#### [Aim]
Return every line of the records below that contains the word "stone". Treat uppercase and lowercase letters as different.

— begin Dataset records —

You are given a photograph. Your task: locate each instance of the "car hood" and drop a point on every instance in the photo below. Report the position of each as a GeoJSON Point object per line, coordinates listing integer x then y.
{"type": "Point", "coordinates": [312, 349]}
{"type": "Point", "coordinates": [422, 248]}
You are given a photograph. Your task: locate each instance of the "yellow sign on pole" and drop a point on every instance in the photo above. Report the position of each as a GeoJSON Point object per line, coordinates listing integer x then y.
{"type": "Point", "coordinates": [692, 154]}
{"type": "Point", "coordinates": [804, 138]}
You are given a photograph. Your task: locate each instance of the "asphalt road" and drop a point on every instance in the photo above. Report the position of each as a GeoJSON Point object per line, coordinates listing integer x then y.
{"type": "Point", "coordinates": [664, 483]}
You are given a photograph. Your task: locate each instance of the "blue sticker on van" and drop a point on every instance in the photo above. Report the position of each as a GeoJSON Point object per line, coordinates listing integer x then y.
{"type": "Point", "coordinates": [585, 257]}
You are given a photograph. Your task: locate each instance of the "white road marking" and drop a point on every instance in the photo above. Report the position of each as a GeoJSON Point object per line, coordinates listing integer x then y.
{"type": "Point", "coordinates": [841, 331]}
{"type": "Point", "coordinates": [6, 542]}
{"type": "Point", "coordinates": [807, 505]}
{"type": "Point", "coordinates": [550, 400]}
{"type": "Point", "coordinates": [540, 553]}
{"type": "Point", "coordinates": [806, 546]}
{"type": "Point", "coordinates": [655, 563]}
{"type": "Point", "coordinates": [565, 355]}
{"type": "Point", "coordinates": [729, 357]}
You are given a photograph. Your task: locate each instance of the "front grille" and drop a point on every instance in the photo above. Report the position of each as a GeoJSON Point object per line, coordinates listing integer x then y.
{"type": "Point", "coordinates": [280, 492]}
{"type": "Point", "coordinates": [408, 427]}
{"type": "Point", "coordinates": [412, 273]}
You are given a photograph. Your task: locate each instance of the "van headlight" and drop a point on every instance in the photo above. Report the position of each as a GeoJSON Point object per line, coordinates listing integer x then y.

— end Dataset records —
— begin Dataset records —

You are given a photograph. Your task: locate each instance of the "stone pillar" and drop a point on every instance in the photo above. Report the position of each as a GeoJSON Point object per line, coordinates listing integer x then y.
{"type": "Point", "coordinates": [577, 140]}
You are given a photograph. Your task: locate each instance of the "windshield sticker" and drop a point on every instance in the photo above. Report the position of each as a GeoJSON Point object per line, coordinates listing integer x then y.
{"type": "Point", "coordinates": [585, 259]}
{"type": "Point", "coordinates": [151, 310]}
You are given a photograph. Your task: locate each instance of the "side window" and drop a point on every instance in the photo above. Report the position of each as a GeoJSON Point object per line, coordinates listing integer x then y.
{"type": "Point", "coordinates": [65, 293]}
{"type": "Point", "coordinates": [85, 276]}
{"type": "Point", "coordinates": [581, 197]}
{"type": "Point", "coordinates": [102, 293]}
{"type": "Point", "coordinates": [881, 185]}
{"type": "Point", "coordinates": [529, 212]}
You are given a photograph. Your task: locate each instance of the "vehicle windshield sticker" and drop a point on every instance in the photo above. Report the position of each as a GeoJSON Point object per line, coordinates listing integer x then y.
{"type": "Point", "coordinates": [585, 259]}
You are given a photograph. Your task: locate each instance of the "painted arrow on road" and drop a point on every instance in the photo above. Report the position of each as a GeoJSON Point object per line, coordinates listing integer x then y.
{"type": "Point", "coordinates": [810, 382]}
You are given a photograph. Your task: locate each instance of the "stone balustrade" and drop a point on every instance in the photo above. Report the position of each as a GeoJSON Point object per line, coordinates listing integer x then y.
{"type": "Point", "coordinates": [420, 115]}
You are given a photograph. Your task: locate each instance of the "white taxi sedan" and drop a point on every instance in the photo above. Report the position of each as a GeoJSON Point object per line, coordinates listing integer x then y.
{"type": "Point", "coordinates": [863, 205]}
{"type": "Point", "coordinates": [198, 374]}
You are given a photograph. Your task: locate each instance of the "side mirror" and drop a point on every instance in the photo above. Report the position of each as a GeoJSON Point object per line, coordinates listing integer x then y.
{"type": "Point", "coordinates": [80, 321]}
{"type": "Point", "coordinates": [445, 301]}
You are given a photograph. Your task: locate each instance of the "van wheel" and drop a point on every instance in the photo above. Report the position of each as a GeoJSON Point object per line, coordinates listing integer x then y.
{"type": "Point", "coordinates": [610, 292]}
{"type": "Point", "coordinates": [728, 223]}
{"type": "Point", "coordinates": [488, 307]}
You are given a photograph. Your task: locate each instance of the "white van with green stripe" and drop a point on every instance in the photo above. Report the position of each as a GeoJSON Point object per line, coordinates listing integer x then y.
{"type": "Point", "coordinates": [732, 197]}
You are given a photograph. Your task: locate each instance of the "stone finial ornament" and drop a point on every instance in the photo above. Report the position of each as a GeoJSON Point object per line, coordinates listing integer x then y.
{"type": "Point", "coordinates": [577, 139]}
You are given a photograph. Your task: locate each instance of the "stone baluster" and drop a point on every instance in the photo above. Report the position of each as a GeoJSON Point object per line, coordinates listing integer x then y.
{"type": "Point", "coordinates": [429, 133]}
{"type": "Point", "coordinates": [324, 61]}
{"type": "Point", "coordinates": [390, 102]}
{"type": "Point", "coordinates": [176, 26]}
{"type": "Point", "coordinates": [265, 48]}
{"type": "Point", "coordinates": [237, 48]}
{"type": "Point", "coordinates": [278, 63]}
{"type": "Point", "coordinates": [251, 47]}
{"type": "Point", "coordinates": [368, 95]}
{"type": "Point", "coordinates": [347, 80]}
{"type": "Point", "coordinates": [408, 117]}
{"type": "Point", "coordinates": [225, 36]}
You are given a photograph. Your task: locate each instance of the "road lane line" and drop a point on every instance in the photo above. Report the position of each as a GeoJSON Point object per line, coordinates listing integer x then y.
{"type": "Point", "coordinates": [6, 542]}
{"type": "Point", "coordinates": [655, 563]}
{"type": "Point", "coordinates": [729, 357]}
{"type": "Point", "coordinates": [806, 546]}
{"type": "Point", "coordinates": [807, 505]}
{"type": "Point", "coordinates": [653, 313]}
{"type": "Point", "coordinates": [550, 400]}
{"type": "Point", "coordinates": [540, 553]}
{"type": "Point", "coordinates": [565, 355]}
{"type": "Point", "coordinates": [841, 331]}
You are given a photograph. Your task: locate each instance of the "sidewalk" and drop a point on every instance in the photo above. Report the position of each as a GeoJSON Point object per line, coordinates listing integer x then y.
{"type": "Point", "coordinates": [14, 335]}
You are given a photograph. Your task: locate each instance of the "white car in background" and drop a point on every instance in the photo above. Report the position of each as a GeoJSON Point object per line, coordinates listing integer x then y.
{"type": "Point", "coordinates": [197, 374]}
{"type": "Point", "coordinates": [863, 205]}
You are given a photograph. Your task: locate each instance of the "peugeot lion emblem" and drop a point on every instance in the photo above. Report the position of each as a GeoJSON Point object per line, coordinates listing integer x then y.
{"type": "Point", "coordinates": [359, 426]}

— end Dataset records —

#### [Solution to this exercise]
You are given a photograph. Your task: locate each instance of the "stone pillar" and drop a point on every instance in the photo above. Report the position of each as a GeoJSON Point object per line, coordinates listing integer x then y.
You are given a photograph. Your task: locate each instance of the "stone balustrade" and drop a point on every instance in the photo above. Report the position of each as a GeoJSON Point object per line, coordinates listing integer x then y.
You are given a photograph. Your task: locate each instance of the "stone finial ornament" and drop a point on every instance in the photo above. Report the position of each as a GeoJSON Point object per line, coordinates listing integer x then y.
You are given a photograph. Your task: locate each instance of the "stone baluster" and drop a point on every instance in the photo above. Report the position of each as a GeoJSON Point object per line, coordinates listing integer x then y.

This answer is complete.